### THE DATA
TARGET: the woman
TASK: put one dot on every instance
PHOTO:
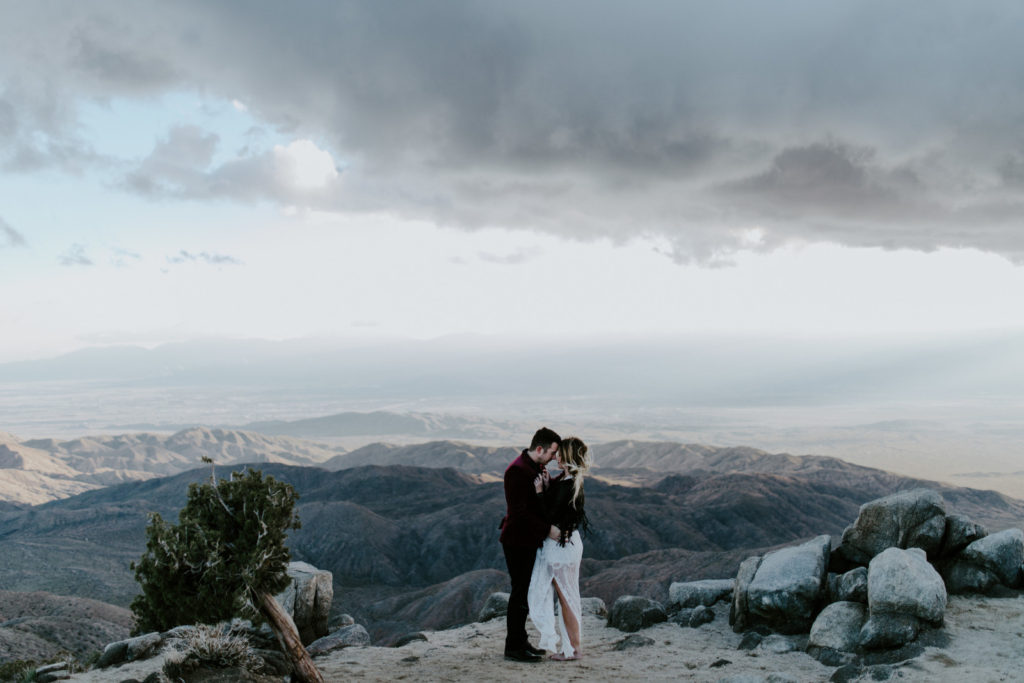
(556, 570)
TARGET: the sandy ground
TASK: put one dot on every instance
(986, 644)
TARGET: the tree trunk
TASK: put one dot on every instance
(288, 636)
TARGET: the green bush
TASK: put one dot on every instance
(227, 547)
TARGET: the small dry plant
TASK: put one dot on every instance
(213, 647)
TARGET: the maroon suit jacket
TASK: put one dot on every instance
(524, 524)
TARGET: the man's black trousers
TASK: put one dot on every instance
(520, 563)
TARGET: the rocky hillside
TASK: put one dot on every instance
(39, 626)
(403, 542)
(39, 470)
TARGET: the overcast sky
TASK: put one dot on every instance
(576, 169)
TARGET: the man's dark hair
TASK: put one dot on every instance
(544, 437)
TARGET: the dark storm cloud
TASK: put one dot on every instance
(864, 123)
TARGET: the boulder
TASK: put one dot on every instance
(307, 600)
(636, 640)
(344, 637)
(852, 587)
(131, 649)
(497, 604)
(961, 532)
(632, 612)
(691, 594)
(738, 612)
(883, 631)
(594, 606)
(907, 519)
(964, 577)
(693, 617)
(1001, 553)
(410, 638)
(902, 582)
(779, 644)
(787, 586)
(838, 627)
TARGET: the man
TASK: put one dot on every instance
(523, 529)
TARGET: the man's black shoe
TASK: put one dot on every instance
(521, 655)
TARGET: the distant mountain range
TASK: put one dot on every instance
(409, 543)
(38, 470)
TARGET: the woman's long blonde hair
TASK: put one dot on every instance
(576, 459)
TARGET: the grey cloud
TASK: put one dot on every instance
(515, 258)
(9, 237)
(76, 256)
(860, 122)
(203, 257)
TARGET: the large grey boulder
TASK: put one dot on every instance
(885, 631)
(347, 636)
(307, 600)
(691, 594)
(961, 532)
(139, 647)
(497, 604)
(964, 577)
(632, 612)
(738, 611)
(852, 587)
(907, 519)
(1001, 553)
(787, 587)
(838, 627)
(902, 582)
(594, 606)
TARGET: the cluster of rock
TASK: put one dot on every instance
(880, 590)
(886, 582)
(307, 600)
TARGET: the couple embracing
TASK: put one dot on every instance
(543, 548)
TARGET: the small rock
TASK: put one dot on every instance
(902, 582)
(409, 638)
(829, 656)
(779, 644)
(344, 637)
(113, 653)
(274, 662)
(1001, 553)
(708, 592)
(852, 587)
(497, 604)
(838, 627)
(594, 606)
(906, 519)
(884, 631)
(632, 612)
(961, 532)
(51, 668)
(141, 646)
(636, 640)
(750, 640)
(700, 615)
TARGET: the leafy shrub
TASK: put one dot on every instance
(227, 548)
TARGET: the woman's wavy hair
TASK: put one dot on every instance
(577, 461)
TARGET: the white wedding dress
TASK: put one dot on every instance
(561, 565)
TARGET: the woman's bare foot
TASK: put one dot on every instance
(558, 656)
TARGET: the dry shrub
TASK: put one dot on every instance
(213, 647)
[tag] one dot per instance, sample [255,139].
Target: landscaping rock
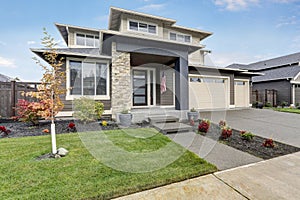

### WORK ITEM
Report every line containing the word "boulder" from the listing above.

### RESULT OF THIS TASK
TARGET: the boulder
TARGET: the large grey boulder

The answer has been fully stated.